Supplied text →
□ □ □ □ □ □ □

Yarn Along: Strong Female Leads

Netflix loves to suggest movies with "strong female leads" to me. Not that I have a problem with strong female leads, but I can't help but wonder why this is a category yet movies with "strong male leads" is not and what movies would be categorized as "weak female leads".

I probably over think my Netflix choices.

That said, for this week's yarn along, I have a finished project and a book, both based on strong, complex female characters.  I finally finished my version of Tanya the Sampler Girl's Jane Eyre shawl which was a mystery KAL in her ravelry group last month.  I knew I wouldn't make the deadline because I am a slow knitter and I like big shawls.


I knit this in Berroco Remix after seeing one that Tanya did in the same fiber.  I modified the pattern by adding 7 more repeats of clue 3 and another repeat of clue two.  While this picture was taken before blocking, I think this is a nice size summer shawl for cool nights at the shore and the frigid air conditioning favored by Southern states!

Late last week I picked up a copy of My Name is Lucy Barton by Elizabeth Strout from the library.  Tanya did not like this book and shared her opinion on her latest podcast, and I've heard mixed reviews from other people, but it's a short book so I thought I'd check it out for myself.

I love this book.

Written by the author of Olive Kitteridge, this book has less about detail and more about things not said.  Lucy Barton recounts her experience in a New York City hospital during the 1980s when she's still married to her first husband and her children are little.  She goes in to the hospital for a routine apendectomy but remains there for 9 weeks suffering from a mysterious fever.  Lucy's mother visits her in her hospital room that overlooks the Chrysler building, and the attempt by these two women to reconnect takes up the bulk of this slim novel.

□ □ □ □ □ □ □

Records drawn from a dataset →
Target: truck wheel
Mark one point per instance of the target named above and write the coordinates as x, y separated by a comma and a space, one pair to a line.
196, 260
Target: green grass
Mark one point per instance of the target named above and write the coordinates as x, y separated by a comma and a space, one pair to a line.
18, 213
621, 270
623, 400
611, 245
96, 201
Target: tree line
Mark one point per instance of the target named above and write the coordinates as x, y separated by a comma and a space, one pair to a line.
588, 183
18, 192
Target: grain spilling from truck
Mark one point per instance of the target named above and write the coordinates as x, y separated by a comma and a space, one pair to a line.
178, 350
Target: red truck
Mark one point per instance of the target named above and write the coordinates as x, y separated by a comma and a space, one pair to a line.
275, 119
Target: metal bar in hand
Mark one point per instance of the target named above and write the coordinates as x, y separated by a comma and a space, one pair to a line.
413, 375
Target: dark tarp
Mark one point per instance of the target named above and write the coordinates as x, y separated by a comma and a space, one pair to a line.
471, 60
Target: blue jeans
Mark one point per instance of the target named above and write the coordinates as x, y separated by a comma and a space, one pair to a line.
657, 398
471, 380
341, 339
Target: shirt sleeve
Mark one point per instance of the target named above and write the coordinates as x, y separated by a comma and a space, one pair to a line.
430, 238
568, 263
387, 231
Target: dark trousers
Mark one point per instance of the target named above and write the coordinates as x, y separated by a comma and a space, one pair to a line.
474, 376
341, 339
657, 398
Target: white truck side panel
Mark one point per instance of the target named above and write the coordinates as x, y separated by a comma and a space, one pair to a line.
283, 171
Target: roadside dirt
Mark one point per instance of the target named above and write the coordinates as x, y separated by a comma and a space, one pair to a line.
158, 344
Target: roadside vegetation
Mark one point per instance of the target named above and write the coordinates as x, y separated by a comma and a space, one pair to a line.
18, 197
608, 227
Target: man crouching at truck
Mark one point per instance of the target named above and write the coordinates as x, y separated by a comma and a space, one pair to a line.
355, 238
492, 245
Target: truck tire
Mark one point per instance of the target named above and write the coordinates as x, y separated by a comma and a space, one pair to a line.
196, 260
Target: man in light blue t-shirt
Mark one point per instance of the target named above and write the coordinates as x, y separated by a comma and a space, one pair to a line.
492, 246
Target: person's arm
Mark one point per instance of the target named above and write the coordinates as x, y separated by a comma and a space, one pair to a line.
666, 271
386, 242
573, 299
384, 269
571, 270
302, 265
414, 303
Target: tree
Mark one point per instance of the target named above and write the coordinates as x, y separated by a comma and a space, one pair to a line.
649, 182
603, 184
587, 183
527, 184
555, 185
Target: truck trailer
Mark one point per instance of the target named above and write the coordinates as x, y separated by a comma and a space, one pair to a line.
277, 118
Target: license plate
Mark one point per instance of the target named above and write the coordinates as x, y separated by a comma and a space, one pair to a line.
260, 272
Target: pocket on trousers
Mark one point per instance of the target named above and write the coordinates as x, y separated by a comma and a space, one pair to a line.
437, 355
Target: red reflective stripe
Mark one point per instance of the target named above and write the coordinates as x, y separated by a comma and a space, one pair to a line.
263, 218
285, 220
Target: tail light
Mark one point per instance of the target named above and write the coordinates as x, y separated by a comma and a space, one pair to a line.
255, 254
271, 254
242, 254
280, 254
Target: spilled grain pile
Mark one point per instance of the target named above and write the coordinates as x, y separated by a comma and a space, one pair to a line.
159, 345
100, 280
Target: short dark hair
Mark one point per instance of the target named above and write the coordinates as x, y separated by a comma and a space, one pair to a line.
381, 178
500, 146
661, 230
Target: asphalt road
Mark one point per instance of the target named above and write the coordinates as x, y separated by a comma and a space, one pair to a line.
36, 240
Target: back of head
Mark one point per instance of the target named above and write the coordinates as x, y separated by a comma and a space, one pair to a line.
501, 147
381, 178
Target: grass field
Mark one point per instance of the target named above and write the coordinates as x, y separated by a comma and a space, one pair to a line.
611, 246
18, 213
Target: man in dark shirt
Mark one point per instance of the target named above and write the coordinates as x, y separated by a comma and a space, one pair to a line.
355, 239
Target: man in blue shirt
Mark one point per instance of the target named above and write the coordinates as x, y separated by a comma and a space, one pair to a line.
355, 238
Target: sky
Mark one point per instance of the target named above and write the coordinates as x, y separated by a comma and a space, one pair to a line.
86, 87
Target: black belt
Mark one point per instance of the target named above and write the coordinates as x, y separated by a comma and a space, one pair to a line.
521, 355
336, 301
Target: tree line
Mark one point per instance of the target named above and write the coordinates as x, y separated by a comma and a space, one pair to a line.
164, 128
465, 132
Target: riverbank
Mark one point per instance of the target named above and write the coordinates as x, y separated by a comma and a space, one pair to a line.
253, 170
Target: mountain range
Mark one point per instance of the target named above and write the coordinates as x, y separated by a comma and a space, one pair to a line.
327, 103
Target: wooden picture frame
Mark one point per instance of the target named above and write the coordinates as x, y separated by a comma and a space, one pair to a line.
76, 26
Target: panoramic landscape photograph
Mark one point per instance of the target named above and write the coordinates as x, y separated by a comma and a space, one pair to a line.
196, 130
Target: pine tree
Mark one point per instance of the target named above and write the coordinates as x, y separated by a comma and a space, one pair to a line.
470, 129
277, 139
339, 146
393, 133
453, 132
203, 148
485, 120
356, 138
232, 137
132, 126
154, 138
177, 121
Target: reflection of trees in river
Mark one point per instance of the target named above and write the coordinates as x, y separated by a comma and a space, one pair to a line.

□ □ □ □ □ □ □

Work order A → In the yarn along post, which yarn was the Jane Eyre shawl knit in?
Work order B → According to the yarn along post, why did the writer expect to miss the deadline for the mystery KAL?
Work order C →
For each statement, say whether it agrees with the yarn along post, and quote the words that decide it.
(i) The writer changed the shawl pattern by adding seven more repeats of clue 3.
(ii) Tanya liked My Name is Lucy Barton.
(iii) Lucy Barton stays in the hospital for nine weeks.
The listing has no connection to the yarn along post.

Expected answer A → Berroco Remix.

Expected answer B → The writer is a slow knitter and likes big shawls.

Expected answer C →
(i) Yes: "I modified the pattern by adding 7 more repeats of clue 3 and another repeat of clue two."
(ii) No: "Tanya did not like this book"
(iii) Yes: "remains there for 9 weeks suffering from a mysterious fever"